Objective:
Determine how many lines of the data below contain the string "surface", with uppercase and lowercase treated as different. Reply with the number alone.

—————

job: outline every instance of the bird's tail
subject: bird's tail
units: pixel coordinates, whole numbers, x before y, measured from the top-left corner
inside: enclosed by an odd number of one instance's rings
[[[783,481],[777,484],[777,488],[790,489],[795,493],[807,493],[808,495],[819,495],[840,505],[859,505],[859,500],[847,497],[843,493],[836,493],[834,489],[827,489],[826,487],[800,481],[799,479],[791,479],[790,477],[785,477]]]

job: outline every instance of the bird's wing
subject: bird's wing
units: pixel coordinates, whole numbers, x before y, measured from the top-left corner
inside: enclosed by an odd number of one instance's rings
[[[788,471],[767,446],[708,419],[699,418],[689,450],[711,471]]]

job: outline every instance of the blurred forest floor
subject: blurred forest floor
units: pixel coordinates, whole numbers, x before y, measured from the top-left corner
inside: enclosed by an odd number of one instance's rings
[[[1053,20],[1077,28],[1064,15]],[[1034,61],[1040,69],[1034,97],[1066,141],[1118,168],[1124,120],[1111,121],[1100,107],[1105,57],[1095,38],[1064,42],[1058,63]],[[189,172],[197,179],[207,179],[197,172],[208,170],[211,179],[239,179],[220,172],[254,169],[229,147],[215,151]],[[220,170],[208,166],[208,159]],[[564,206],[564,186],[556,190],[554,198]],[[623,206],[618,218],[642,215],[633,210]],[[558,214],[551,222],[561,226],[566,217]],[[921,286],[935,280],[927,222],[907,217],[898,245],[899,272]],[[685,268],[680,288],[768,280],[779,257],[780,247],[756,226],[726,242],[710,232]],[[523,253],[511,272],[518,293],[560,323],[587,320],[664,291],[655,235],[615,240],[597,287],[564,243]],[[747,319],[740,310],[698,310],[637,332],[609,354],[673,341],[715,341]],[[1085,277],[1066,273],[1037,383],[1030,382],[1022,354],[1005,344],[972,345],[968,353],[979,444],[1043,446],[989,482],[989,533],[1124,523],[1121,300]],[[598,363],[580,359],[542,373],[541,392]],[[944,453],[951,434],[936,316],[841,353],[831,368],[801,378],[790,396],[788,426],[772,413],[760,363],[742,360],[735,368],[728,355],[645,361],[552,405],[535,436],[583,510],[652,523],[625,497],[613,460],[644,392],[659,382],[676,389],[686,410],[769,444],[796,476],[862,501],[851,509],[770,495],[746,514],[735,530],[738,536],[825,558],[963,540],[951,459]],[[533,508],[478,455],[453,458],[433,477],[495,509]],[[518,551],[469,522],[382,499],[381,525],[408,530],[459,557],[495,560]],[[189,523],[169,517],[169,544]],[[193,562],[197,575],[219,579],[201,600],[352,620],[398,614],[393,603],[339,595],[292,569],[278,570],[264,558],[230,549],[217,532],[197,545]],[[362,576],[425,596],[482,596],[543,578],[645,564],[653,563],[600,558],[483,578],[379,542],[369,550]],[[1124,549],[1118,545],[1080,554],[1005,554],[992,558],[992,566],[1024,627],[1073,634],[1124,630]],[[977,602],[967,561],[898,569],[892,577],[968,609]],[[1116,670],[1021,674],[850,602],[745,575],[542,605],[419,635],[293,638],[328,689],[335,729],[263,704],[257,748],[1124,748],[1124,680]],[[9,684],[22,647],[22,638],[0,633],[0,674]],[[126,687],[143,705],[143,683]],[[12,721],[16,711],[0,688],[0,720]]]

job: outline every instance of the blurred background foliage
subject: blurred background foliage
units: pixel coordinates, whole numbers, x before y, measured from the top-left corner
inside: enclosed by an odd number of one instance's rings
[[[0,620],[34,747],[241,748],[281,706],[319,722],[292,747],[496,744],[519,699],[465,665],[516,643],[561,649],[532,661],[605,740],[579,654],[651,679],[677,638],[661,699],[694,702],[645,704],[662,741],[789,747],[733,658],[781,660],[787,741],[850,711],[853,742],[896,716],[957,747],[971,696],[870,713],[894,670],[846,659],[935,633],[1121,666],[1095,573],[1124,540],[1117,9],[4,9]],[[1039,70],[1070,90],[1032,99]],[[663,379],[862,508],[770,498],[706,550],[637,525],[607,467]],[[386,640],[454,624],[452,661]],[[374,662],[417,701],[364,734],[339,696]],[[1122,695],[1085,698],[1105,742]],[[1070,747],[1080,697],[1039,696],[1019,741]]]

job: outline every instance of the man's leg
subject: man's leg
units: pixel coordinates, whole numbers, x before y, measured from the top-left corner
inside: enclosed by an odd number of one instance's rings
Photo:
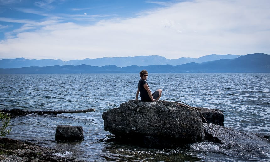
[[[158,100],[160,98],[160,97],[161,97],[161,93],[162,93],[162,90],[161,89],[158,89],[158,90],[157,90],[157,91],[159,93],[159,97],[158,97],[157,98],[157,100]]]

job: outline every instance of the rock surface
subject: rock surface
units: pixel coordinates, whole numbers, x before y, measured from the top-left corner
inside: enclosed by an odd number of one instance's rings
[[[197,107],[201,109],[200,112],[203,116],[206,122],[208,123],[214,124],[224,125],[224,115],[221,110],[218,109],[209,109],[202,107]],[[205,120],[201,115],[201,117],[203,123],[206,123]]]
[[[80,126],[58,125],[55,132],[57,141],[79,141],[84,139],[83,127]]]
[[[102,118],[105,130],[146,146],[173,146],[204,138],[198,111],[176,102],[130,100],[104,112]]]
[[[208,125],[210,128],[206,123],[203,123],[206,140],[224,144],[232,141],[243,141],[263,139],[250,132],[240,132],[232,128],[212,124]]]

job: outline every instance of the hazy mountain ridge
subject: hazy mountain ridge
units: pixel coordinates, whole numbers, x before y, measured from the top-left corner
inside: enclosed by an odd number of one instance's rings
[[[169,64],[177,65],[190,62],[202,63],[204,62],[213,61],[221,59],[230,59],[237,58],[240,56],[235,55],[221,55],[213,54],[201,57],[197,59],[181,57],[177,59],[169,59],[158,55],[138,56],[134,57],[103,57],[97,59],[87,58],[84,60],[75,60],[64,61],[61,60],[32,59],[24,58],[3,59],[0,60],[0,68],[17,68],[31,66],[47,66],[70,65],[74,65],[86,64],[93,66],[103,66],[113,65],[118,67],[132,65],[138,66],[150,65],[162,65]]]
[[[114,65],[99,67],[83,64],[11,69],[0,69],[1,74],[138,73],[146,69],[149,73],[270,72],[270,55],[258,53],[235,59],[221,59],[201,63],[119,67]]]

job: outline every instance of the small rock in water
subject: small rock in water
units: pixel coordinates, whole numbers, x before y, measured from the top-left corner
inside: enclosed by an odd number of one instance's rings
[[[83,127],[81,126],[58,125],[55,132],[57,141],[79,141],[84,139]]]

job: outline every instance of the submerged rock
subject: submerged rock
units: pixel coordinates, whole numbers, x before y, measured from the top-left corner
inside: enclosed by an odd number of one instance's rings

—————

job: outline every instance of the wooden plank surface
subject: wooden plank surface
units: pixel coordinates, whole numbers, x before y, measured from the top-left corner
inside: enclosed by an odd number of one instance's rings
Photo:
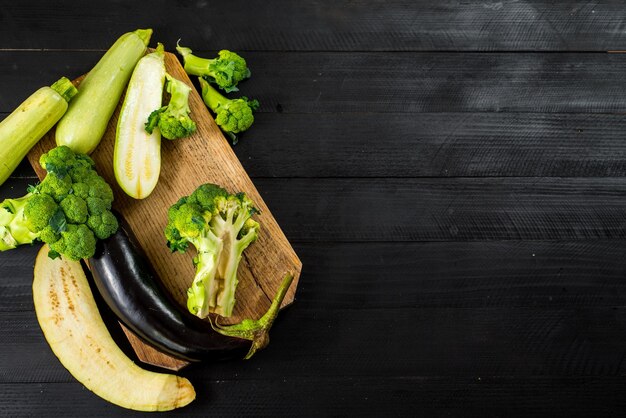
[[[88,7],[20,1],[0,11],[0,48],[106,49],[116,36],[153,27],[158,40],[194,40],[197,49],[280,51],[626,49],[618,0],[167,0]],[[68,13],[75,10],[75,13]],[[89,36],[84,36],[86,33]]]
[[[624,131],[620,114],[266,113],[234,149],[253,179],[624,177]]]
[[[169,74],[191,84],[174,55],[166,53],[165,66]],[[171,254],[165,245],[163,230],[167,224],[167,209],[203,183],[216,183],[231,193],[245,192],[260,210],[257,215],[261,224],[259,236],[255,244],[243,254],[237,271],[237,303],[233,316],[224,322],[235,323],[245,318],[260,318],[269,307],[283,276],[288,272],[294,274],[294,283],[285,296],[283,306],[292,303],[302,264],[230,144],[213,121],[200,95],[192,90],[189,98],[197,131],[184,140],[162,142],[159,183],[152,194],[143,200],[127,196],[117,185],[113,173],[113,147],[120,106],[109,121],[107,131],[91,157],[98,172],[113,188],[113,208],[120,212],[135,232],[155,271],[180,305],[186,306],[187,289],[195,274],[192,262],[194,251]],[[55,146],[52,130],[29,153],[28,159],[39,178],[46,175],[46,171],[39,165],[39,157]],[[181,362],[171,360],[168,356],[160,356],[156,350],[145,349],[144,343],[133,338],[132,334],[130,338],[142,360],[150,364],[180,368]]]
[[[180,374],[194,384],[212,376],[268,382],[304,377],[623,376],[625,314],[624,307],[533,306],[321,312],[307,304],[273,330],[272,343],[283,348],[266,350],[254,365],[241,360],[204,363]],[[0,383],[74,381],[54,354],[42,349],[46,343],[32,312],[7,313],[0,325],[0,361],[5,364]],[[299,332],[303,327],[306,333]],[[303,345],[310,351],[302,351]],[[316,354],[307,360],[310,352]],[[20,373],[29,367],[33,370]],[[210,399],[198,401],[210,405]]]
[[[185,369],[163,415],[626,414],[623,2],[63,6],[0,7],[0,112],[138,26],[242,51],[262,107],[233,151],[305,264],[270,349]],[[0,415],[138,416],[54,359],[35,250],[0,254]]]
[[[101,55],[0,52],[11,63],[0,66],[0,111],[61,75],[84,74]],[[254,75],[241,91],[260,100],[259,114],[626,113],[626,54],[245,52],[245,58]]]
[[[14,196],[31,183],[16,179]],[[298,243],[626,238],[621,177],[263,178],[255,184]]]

—————

Response:
4